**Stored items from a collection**
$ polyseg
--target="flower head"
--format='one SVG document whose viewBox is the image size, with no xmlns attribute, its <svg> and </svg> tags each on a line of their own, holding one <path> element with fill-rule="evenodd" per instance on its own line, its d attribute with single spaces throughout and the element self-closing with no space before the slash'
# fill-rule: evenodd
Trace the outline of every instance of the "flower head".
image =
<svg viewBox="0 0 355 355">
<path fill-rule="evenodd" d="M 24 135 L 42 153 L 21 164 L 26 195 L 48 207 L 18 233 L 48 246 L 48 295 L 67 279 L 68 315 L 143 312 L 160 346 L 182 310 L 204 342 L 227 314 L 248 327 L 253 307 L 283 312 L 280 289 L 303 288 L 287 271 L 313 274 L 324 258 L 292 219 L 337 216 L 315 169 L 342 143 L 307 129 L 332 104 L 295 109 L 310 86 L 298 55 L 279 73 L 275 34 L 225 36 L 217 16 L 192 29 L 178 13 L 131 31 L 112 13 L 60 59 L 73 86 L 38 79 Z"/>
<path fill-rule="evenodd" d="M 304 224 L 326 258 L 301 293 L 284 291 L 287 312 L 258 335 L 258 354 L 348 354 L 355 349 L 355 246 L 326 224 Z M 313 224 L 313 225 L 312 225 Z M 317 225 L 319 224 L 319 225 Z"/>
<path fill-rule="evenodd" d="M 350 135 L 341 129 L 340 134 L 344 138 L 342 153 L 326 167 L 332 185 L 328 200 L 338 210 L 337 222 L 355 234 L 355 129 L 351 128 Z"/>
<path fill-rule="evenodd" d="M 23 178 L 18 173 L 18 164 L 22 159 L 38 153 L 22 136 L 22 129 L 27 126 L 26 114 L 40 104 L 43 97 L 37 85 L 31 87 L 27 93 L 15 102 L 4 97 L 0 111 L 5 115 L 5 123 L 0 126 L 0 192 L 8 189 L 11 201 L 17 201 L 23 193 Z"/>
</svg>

**Goal**
Rename "flower head" to "blossom" everywhere it occurs in the listing above, and give the lines back with nothing else changed.

**Correct answer**
$ polyseg
--target="blossom"
--format='one SVG document whose viewBox is the image size, with no xmlns attribute, its <svg> and </svg> tags each on a line of their own, holding one <path> element with fill-rule="evenodd" per instance on its own line, its d attribute with single spaces throughout and the element self-closing with no space before the slash'
# fill-rule: evenodd
Trace the outline of every instance of the "blossom".
image =
<svg viewBox="0 0 355 355">
<path fill-rule="evenodd" d="M 24 135 L 42 153 L 21 164 L 26 195 L 48 207 L 18 233 L 48 246 L 48 295 L 67 279 L 68 315 L 143 312 L 160 346 L 182 310 L 204 342 L 227 314 L 248 327 L 253 307 L 283 312 L 280 289 L 303 288 L 287 271 L 313 274 L 324 258 L 292 219 L 337 216 L 315 169 L 342 143 L 307 129 L 332 104 L 295 109 L 310 86 L 298 55 L 279 73 L 275 34 L 225 36 L 217 16 L 192 29 L 178 13 L 131 31 L 112 13 L 60 59 L 73 86 L 38 79 Z"/>
<path fill-rule="evenodd" d="M 304 224 L 326 258 L 301 293 L 284 291 L 287 312 L 258 335 L 258 354 L 348 354 L 355 349 L 355 246 L 326 224 Z M 313 224 L 313 225 L 312 225 Z M 317 225 L 319 224 L 319 225 Z"/>
<path fill-rule="evenodd" d="M 350 135 L 341 129 L 340 134 L 344 138 L 342 153 L 326 167 L 332 185 L 328 200 L 338 210 L 337 222 L 355 234 L 355 129 L 351 128 Z"/>
<path fill-rule="evenodd" d="M 23 178 L 18 173 L 18 164 L 22 159 L 38 153 L 22 136 L 22 129 L 27 126 L 26 114 L 40 104 L 43 97 L 37 85 L 31 87 L 27 93 L 15 102 L 4 97 L 0 111 L 5 115 L 5 123 L 0 126 L 0 192 L 8 189 L 11 201 L 17 201 L 23 193 Z"/>
</svg>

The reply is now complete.